◆ Challenges:
#1 In the excerpt on capital requirements and the Year 2000 Issue, when did the company acquire the computer hardware and software used in its current operations?
#2 Carry the excerpt on capital requirements and the Year 2000 Issue forward from its last sentence.

◆ Text shown:

Moreover, even if the WestLB financing is consummated, our future capital
requirements could vary significantly and will depend on certain factors, many
of which are not within our control. Such factors include

         --   the need for cash to fund the construction of additional Offshore
              Shuttles;

         --   greater than anticipated expenses; and

         --   longer engineering, development, and construction times than now
              contemplated.

         If we are successful in completing the first Offshore Shuttle, we
believe we will be able to fund the construction of additional Offshore Shuttles
from our future operating cash flows and/or short or medium term debt financing.
We cannot assure you, however, that our beliefs will prove to be accurate.

YEAR 2000 ISSUE

         Many computer systems record years in a two-digit format. Such systems,
if not modified, will be unable to recognize and properly process information
with dates beyond the year 1999. The potential problems arising out of this
inability commonly are referred to as the "Year 2000 Issue." Our current
operations utilize computer hardware and software acquired during 1997 and 1998
which manufacturers have warranted to be Year 2000 compliant. Since we currently
do not have any material relationships with any suppliers or clients, no
assessment can be made at this time as to the effect third party non-compliance
will have on our proposed operations. In the future, we intend to verify that
any suppliers or clients with whom we may develop a material relationship are
Year 2000 compliant. However, we cannot assure you that our operations will not
be adversely affected by unforeseen Year 2000 problems or third party
non-compliance.

(Data listing)
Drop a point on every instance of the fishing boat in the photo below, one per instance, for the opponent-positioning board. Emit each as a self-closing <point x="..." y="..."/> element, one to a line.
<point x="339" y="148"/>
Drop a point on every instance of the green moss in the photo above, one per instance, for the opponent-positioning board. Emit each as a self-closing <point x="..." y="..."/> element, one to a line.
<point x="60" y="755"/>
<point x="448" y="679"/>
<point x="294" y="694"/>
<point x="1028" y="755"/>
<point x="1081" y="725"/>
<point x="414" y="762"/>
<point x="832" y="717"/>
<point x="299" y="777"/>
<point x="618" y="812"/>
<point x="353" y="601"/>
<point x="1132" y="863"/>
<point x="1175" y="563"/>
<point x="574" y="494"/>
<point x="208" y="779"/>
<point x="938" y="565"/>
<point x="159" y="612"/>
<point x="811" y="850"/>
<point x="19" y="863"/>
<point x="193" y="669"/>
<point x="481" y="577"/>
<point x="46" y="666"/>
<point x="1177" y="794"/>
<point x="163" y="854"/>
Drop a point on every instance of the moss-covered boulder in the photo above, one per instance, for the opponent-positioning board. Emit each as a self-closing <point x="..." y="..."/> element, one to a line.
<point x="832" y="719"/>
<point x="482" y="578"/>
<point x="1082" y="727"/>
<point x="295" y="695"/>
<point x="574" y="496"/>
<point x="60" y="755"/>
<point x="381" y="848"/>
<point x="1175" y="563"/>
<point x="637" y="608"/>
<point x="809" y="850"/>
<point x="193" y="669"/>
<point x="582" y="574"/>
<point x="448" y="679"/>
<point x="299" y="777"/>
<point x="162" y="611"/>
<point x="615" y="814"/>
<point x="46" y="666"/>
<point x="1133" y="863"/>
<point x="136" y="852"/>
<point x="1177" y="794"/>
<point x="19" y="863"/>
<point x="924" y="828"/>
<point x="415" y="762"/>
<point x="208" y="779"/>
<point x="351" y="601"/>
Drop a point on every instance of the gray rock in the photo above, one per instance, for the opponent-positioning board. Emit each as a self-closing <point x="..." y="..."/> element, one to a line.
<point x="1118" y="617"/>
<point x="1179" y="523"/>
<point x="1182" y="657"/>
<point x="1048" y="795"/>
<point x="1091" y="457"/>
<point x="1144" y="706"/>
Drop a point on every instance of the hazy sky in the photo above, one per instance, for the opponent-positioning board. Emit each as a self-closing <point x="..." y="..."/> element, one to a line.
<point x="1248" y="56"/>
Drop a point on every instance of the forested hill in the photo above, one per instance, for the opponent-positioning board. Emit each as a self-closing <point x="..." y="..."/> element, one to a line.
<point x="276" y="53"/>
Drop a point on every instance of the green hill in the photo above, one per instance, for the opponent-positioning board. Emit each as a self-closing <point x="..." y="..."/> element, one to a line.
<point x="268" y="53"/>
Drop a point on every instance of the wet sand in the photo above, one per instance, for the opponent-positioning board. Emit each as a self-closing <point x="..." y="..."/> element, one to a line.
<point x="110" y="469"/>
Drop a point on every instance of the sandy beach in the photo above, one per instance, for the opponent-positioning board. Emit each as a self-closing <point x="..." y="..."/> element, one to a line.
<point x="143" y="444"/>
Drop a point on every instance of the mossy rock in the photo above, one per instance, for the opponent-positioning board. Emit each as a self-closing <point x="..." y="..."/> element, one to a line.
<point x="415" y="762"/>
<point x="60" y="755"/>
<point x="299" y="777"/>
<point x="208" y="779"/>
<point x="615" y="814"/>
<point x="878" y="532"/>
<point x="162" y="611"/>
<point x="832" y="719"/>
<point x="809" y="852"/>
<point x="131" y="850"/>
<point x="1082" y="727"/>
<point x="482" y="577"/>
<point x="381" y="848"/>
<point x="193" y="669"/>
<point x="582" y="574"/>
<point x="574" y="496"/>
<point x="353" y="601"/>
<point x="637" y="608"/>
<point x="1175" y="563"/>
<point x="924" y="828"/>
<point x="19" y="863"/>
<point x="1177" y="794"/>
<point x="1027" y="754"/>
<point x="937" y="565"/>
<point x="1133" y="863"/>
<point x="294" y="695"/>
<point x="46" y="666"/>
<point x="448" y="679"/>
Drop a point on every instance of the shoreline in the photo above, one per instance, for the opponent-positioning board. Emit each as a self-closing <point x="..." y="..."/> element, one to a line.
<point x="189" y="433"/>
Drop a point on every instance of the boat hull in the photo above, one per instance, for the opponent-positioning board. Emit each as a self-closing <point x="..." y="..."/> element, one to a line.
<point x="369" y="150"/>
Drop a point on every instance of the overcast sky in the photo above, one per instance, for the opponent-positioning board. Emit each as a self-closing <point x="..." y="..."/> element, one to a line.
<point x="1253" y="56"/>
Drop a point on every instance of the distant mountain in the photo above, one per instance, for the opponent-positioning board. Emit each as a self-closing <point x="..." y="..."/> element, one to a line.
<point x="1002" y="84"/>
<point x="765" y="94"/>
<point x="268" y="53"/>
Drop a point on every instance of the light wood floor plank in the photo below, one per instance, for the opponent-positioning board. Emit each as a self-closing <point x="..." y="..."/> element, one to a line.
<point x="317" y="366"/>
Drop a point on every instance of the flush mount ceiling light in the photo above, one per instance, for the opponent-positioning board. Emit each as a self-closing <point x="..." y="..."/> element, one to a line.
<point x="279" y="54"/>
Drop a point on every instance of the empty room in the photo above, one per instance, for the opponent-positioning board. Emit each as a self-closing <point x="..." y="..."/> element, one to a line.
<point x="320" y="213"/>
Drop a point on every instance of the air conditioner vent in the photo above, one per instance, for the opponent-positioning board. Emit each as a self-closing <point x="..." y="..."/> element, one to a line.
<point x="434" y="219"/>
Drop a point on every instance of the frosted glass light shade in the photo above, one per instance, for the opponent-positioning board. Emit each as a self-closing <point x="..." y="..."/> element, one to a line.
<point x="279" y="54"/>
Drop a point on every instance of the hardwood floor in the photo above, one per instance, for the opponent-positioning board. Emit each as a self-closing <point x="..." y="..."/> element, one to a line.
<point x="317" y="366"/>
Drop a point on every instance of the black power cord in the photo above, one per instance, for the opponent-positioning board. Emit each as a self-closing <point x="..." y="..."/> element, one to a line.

◆ Responses to the tasks:
#1 During 1997 and 1998.

#2
                                     - 13 -
<PAGE>


INTERNATIONAL OPERATIONS

         We intend to market our services in international markets.
International operations entail various risks, including economic instability
and recessions, exposure to currency fluctuations, difficulties of administering
foreign operations generally, and obligations to comply with a wide variety of
foreign laws and other regulatory requirements. A portion of our sales, if any,
and expenditures may be collected or paid, as the case may be, in currencies
other than U.S. dollar. Therefore, significant exchange rate fluctuations could
have an effect on our results of operations. In addition, the laws of certain
foreign countries may not protect our proprietary rights to the same extent as
the laws of the United States.

FORWARD-LOOKING STATEMENTS

         The information set forth herein includes certain forward-looking
statements made in reliance upon the safe harbor provisions of the Private
Securities Litigation Reform Act of 1995. These forward-looking statements,
including statements regarding the capabilities of the Offshore Shuttle, the
dates on which construction of the Offshore Shuttles will commence and be
completed, the number of Offshore Shuttles to be constructed, the WestLB loan
facility and our ability to satisfy the conditions precedent to the loan
facility, the Christiania Markets/Berliner Effektenbank financing, and our
ability to fund the construction of additional Offshore Shuttles, are based on
current expectations that involve numerous risks and uncertainties. Actual
results could differ materially from those anticipated in such forward-looking
statements as result of various known and unknown factors including, without
limitation, future economic, competitive, regulatory and market conditions,
future business decisions, the receipt of financing, construction delays, demand
for our services and those risks discussed herein, in our Registration Statement
on Form S-1 declared effective by the Securities and Exchange Commission on
December 21, 1998, and in our Annual Report on Form 10-K for the year ended
December 31, 1998. Words such as "believes," "anticipates," "expects,"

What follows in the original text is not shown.